### WORK ITEM
In the passage on jihadist terrorism, what does it say activated the jihadist movement?

───── EXCERPTED PASSAGE

In his report within the forum Dr. Ely Karmon (you can read more here), member of the IISC General Assembly and Senior Research Scholar at the International Institute for Counter-Terrorism (ICT) and Senior Research Fellow at the Institute for Policy and Strategy, both at the Interdisciplinary Center (IDC) in Herzliya, Israel notes that most of the favorable factors that make possible the success of the Islamic State are still active (you can read more here). The European terrorist theater between the 9/11 attacks and the Arab uprisings in 2011 in the Middle East is marked by the rise of Al Qaeda as a leading jihadist organization. Since September 11 the direct command of and control on the terrorist attacks in the West by Al Qaeda has been an exception rather than a rule. Al Qaeda has provoked and taken responsibility for attacks most of which were organized by citizens of or residents in the states where they happened. The civil war in Syria activated the jihadist movement. Thus the most recent wave of foreign fighters outnumbered the previous waves and this time the European component was significantly larger. The dramatic increase of the ISIS power till the end of 2014 defied and probably eclipsed Al Qaeda. Yet the post 2014 global jihadism is rather a bipolar movement that is split between two major factions fighting for power and influence. In conclusion Dr. Karmon noted that most of the favorable factors that make possible the success of DAESH still exist. However, now, after a short lull the threat of the resurgence of a big wave of jihadist terrorism depends on the way in which the decline of the caliphate in DAESH will be treated.

──────────
───── DATA SUPPLIED

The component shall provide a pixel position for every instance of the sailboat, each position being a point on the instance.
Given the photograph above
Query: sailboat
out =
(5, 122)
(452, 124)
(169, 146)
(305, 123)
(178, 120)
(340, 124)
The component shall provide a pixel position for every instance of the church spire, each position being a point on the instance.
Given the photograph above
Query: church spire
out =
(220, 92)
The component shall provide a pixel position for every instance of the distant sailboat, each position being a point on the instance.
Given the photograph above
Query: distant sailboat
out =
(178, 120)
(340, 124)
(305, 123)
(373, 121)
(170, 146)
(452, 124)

──────────
───── DATA SUPPLIED

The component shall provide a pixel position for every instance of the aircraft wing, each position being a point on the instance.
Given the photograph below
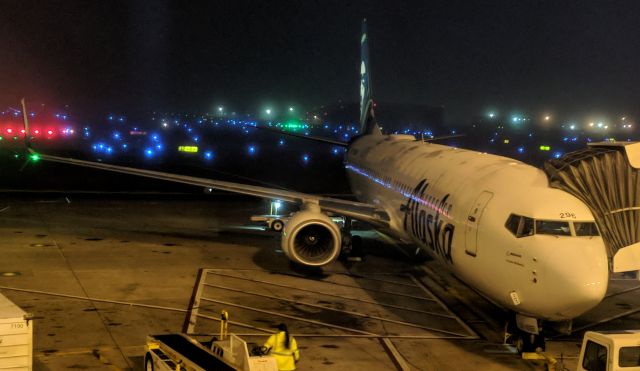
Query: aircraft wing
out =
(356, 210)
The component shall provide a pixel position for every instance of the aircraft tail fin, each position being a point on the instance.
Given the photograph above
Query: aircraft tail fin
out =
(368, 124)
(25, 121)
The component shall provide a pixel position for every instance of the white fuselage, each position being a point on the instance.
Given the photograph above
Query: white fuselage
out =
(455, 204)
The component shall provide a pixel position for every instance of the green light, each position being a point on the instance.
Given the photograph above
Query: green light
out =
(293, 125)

──────────

### SOLUTION FOR THIS TASK
The civil war in Syria.